▶ **YOUR OBJECTIVE**
Give the records back in full, exactly as they read.

>> Begin SOURCE DATA

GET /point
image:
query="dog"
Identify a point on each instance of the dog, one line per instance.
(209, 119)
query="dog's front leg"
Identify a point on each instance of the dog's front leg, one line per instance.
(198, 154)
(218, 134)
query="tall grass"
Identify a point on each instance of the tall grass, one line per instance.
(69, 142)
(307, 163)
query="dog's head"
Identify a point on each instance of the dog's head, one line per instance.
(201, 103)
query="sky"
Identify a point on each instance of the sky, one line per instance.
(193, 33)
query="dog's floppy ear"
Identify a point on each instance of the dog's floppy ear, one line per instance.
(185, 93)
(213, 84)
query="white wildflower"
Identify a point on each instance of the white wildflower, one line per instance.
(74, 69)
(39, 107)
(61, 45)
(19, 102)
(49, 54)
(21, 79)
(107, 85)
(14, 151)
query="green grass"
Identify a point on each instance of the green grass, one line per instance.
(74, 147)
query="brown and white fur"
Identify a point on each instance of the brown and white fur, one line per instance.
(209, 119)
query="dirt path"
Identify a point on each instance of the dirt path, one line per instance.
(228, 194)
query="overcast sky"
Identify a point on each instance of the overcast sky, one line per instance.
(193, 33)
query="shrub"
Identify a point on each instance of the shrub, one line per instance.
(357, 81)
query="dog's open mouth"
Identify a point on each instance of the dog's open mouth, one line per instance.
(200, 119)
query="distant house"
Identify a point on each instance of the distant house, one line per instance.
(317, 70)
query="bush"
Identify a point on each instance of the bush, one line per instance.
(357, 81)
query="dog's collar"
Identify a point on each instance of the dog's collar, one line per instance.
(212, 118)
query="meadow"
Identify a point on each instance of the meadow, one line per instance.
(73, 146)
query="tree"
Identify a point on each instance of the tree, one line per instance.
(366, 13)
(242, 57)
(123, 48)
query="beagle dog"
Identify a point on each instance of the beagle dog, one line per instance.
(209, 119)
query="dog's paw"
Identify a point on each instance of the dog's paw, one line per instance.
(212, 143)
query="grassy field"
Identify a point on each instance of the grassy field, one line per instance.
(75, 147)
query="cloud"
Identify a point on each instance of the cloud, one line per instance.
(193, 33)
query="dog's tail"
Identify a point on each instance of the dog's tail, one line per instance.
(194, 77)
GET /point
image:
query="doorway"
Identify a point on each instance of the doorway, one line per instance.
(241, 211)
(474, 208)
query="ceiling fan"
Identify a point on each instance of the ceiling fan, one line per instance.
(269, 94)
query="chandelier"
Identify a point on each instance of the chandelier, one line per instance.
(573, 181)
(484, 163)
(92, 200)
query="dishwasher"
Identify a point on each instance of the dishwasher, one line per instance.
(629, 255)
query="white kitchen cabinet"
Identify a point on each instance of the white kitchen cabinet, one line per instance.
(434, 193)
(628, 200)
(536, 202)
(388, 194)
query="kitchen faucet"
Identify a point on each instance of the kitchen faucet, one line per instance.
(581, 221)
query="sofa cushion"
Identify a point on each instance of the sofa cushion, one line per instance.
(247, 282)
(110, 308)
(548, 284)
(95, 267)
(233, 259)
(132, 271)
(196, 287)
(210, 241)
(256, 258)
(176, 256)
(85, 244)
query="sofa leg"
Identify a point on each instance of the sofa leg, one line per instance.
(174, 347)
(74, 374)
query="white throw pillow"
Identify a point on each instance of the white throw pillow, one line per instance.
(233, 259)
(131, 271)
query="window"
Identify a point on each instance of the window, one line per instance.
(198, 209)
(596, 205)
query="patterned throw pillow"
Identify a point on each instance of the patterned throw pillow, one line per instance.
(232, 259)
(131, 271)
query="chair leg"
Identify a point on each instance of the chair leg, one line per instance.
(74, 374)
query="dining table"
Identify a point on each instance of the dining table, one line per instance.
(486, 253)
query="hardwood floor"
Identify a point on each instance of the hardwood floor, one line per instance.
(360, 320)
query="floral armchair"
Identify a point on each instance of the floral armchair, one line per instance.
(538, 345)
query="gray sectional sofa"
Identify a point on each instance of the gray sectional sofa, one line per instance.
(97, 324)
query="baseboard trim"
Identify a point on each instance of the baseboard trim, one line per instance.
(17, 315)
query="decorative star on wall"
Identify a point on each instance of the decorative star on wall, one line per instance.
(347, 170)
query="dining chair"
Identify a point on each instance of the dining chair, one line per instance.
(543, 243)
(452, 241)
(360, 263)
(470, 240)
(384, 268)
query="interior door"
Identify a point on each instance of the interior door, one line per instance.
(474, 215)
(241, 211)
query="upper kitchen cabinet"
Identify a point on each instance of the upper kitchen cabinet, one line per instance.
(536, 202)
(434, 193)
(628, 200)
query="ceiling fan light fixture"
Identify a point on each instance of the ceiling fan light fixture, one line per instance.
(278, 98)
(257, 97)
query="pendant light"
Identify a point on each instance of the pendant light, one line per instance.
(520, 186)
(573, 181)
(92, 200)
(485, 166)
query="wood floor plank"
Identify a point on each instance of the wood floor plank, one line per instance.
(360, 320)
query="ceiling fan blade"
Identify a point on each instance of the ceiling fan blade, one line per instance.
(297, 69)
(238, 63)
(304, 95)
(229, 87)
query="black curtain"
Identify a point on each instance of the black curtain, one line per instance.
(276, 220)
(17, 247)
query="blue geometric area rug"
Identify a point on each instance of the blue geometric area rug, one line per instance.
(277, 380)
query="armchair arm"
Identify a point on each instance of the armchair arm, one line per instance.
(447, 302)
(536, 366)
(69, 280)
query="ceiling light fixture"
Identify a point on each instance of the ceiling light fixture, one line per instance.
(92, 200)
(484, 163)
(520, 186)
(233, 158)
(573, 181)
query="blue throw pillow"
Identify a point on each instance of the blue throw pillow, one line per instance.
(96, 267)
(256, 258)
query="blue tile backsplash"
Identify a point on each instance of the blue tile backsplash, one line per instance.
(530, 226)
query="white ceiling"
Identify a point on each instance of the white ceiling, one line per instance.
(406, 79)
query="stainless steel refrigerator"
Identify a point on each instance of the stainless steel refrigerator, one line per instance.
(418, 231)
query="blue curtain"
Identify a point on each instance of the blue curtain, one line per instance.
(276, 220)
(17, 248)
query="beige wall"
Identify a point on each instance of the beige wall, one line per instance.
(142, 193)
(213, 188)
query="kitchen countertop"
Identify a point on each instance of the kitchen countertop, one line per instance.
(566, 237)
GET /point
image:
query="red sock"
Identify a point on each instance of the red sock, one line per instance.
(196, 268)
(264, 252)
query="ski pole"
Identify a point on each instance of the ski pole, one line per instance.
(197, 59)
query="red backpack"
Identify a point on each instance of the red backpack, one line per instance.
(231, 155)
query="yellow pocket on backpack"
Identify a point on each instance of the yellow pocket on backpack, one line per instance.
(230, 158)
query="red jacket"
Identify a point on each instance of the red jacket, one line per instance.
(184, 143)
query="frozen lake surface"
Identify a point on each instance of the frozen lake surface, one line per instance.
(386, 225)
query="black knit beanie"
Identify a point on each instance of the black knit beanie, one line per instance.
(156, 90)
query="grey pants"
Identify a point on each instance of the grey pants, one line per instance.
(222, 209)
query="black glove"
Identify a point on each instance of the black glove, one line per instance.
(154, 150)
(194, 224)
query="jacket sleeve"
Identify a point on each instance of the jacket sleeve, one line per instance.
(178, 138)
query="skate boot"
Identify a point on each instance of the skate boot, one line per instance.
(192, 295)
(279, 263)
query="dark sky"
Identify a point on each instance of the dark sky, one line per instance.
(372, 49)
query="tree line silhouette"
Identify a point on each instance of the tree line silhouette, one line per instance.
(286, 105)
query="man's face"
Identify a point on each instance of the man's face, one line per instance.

>> End SOURCE DATA

▶ **RESULT OF THIS EXERCISE**
GET /point
image:
query="dog"
Identify a point on each instance of the dog, one line per instance.
(209, 119)
query="dog's front leg"
Identify a point on each instance of the dog's front leg, one line per instance.
(198, 154)
(218, 134)
query="tall grass"
Identify a point on each instance of the tall grass, one line per instance.
(69, 142)
(307, 163)
query="dog's head"
Identify a point on each instance of the dog's head, one line per instance.
(201, 103)
query="sky"
Identify a point on each instance of the sky, one line per instance.
(193, 33)
query="dog's floppy ear"
Identify a point on each instance of the dog's floppy ear, one line per instance.
(185, 93)
(213, 84)
query="white wildflower"
Identify a point on each instance of the white wildflower, one line per instance.
(74, 69)
(39, 107)
(61, 45)
(19, 102)
(49, 54)
(21, 79)
(107, 85)
(14, 151)
query="green grass"
Identify a point on each instance of the green grass, one line per instance.
(74, 147)
query="brown and white fur"
Identify a point on each instance of the brown and white fur, one line per instance.
(209, 119)
query="dirt path"
Identify a point on each instance of the dirt path, one line per instance.
(228, 194)
query="overcast sky"
Identify a point on each instance of the overcast sky, one line per instance.
(193, 33)
query="shrub"
Identify a point on each instance of the shrub, one line per instance.
(357, 81)
query="dog's open mouth"
Identify a point on each instance of the dog's open mouth, one line per instance.
(200, 119)
query="distant house"
Identify a point on each instance of the distant house, one line per instance.
(317, 70)
query="bush"
Identify a point on each instance of the bush, one line per instance.
(357, 81)
query="dog's collar"
Identify a point on each instance of the dog's collar, one line per instance.
(212, 118)
query="meadow"
Identify a point on each instance of the meadow, one line per instance.
(73, 146)
query="tree"
Identify a point on each instance of the tree, one line per instance.
(366, 13)
(242, 57)
(123, 48)
query="beagle dog"
Identify a point on each instance of the beagle dog, one line per instance.
(209, 119)
query="dog's paw"
Identify a point on each instance of the dog's paw, one line per instance.
(212, 143)
query="grassy field"
Identify a point on each instance of the grassy field, one line per instance.
(75, 147)
query="cloud"
Identify a point on each instance of the cloud, one line per instance.
(193, 33)
query="dog's tail"
Identify a point on each instance of the dog's tail, one line per instance.
(194, 77)
GET /point
image:
query="doorway"
Identify a point on each instance of the doorway, one line per instance.
(241, 211)
(474, 208)
query="ceiling fan"
Identify a point on each instance of the ceiling fan, one line per instance.
(269, 94)
query="chandelier"
Identify a point on each instance of the chandelier, one line per instance.
(573, 181)
(484, 163)
(92, 200)
query="dishwasher"
Identify a point on each instance of the dishwasher, one line per instance.
(629, 255)
query="white kitchen cabinet"
Identify a point on each instance of the white kitchen cabinet, one line per instance.
(434, 193)
(628, 200)
(536, 202)
(388, 194)
query="kitchen faucet"
Identify a point on each instance of the kitchen faucet, one line per instance.
(581, 221)
query="sofa cushion"
Identify a point on each instance of the sofa cushion, one line per instance.
(247, 282)
(110, 308)
(548, 284)
(95, 267)
(233, 259)
(132, 271)
(196, 287)
(210, 241)
(256, 258)
(176, 256)
(85, 244)
query="sofa leg"
Identify a point on each instance of the sofa leg, one line per instance.
(174, 347)
(74, 374)
query="white throw pillow"
Identify a point on each instance of the white throw pillow, one line per instance.
(233, 259)
(131, 271)
query="window"
Identify a point on each instance of the window, one line per instance.
(198, 209)
(596, 205)
query="patterned throw pillow"
Identify a point on each instance of the patterned throw pillow, one line per instance.
(232, 259)
(131, 271)
query="chair leg"
Identify a point on each instance of the chair leg, one line per instance.
(74, 374)
query="dining table"
Identify a point on each instance of the dining table, one line per instance.
(486, 253)
query="hardwood floor"
Identify a point on each instance of the hardwood floor, one line per instance.
(360, 320)
query="floral armchair"
Identify a point on each instance of the floral armchair, one line per instance.
(538, 345)
query="gray sectional sofa"
Identify a point on each instance of the gray sectional sofa, one line per instance.
(97, 324)
query="baseboard trim"
Identify a point on each instance of the baseboard trim, one line per instance.
(17, 315)
query="decorative star on wall"
Identify a point on each instance of the decorative star on wall, one line per instance.
(347, 170)
query="dining chair"
Identify a point on each instance of the dining chair, one line per instance.
(543, 243)
(452, 241)
(360, 263)
(470, 240)
(384, 268)
query="interior door"
Identify a point on each instance of the interior door, one line per instance.
(474, 215)
(241, 211)
query="upper kitchen cabinet"
Identify a point on each instance of the upper kitchen cabinet, one line per instance.
(536, 202)
(434, 193)
(628, 200)
query="ceiling fan light fixture"
Identify a point on each instance of the ceiling fan light fixture, one line per instance.
(278, 98)
(257, 97)
query="pendant light"
Identify a point on each instance of the pendant light, one line per instance.
(520, 186)
(573, 181)
(92, 200)
(485, 166)
query="wood floor plank"
Identify a point on each instance of the wood floor plank, one line per instance.
(360, 320)
query="ceiling fan blade"
Identify a point on each instance of the ceiling fan blade, one line per instance.
(297, 69)
(238, 63)
(304, 95)
(229, 87)
query="black curtain"
Identify a point on each instance of the black curtain, one line per instance.
(276, 220)
(17, 247)
query="blue geometric area rug"
Identify a point on each instance of the blue geometric area rug, one line per instance.
(277, 380)
query="armchair arm"
Identify a point on each instance of the armchair arm, one line per instance.
(447, 302)
(536, 366)
(69, 280)
query="ceiling light fixture"
Identify a point on each instance of the ceiling light fixture, one line per instance.
(92, 200)
(484, 163)
(520, 186)
(233, 158)
(573, 181)
query="blue throw pillow"
Identify a point on each instance of the blue throw pillow, one line per instance.
(96, 267)
(256, 258)
query="blue tile backsplash"
Identify a point on each instance of the blue tile backsplash, one line per instance.
(530, 226)
query="white ceiling"
Identify a point on each instance of the white ceiling, one line per instance.
(406, 79)
query="stainless steel refrigerator"
Identify a point on each instance of the stainless steel refrigerator, one line per instance.
(418, 231)
query="blue curtain"
Identify a point on each instance of the blue curtain, one line per instance.
(276, 220)
(17, 248)
query="beige wall"
Identify a point on each instance of the beige wall, one line per instance.
(142, 193)
(213, 188)
query="kitchen countertop"
Identify a point on each instance of the kitchen countertop, one line per instance.
(566, 237)
GET /point
image:
query="red sock"
Identify a point on each instance of the red sock, one line per instance.
(196, 268)
(264, 252)
query="ski pole"
Identify a point on each instance of the ski pole, one line per instance.
(197, 59)
query="red backpack"
Identify a point on each instance of the red backpack, one line per instance.
(231, 155)
query="yellow pocket on backpack"
Identify a point on each instance of the yellow pocket on backpack, one line per instance.
(230, 158)
query="red jacket"
Identify a point on each instance of the red jacket, one line per instance.
(184, 143)
query="frozen lake surface"
Identify a point on each instance of the frozen lake surface, one line per instance.
(386, 225)
query="black knit beanie"
Identify a point on each instance of the black knit beanie, one line per instance.
(156, 90)
query="grey pants"
Identify a point on each instance of the grey pants, one line per instance.
(222, 209)
query="black glove"
Identify a point on each instance of the black glove, one line per instance.
(154, 150)
(194, 224)
query="jacket sleeve"
Identify a point on each instance of the jacket sleeve, one line per instance.
(178, 138)
query="skate boot"
Identify a point on each instance of the skate boot, one line per instance.
(192, 295)
(279, 263)
query="dark sky"
Identify a point on each instance of the dark sky, one line per instance.
(372, 49)
query="tree line silhouette"
Identify a point on each instance of the tree line silhouette, one line per instance.
(286, 105)
query="man's face"
Identify a point on each instance of the man's face, one line per instance.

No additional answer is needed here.